# start of Source material

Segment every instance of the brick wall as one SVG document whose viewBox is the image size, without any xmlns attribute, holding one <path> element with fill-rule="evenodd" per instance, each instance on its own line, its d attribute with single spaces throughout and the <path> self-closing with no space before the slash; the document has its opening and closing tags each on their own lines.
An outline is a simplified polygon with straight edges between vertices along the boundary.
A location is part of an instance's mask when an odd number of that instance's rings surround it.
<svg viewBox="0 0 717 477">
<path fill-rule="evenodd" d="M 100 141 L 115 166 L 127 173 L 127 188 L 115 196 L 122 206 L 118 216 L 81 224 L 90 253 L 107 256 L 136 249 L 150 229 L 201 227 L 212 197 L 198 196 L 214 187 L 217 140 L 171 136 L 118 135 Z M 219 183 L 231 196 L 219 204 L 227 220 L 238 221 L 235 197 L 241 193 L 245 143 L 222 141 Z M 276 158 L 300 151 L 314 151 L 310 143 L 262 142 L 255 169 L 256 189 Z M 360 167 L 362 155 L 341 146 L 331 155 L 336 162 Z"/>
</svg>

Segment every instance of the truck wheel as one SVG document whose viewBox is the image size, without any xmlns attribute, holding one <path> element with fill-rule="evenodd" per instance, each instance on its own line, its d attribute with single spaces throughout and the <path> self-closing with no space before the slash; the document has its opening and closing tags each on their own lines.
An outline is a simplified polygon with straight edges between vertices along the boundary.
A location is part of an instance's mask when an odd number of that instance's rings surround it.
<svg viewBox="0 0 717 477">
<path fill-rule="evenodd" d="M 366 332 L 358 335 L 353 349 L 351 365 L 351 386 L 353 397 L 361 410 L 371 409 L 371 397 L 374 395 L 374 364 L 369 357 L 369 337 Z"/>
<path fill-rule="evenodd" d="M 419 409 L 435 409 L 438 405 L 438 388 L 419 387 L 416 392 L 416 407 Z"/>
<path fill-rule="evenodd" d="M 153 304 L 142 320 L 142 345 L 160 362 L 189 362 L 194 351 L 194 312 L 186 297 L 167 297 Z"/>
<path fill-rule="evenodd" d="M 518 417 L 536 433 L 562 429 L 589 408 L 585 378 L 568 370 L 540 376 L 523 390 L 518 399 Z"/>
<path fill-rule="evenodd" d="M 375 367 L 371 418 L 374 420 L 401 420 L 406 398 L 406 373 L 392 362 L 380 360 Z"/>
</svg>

# end of Source material

Objective: Scale the records starting at the line containing "Segment every instance of the truck" and ending at the end of the records, and give only those lines again with the requests included. Multiply every viewBox value and path coordinate in the answers by 1.95, rounding each to a whole number with halves rounded up.

Full output:
Segment every instance of the truck wheel as one SVG document whose viewBox is the image size, without any xmlns attribute, holding one <path> element with fill-rule="evenodd" per instance, each instance on its own line, its d attribute with single spaces throughout and the <path> self-closing with no space before the slash; the document has its opening and closing tags each on their own lines.
An outline is a simplified polygon with straight edges between vertices along the boundary.
A location is part of an instance's mask when an odd number of that instance's rings surround it.
<svg viewBox="0 0 1398 930">
<path fill-rule="evenodd" d="M 714 647 L 698 653 L 688 681 L 684 712 L 684 753 L 688 774 L 704 800 L 723 798 L 723 774 L 729 770 L 729 710 L 720 696 L 720 657 Z"/>
<path fill-rule="evenodd" d="M 817 798 L 848 798 L 854 790 L 854 757 L 817 755 L 811 764 L 811 794 Z"/>
<path fill-rule="evenodd" d="M 298 593 L 277 624 L 277 673 L 312 706 L 369 706 L 378 684 L 378 608 L 363 579 L 326 579 Z"/>
<path fill-rule="evenodd" d="M 1010 813 L 1045 844 L 1096 837 L 1149 796 L 1141 737 L 1108 722 L 1053 733 L 1020 761 L 1010 778 Z"/>
<path fill-rule="evenodd" d="M 731 716 L 723 815 L 729 819 L 782 819 L 792 776 L 792 727 L 764 706 L 741 702 Z"/>
</svg>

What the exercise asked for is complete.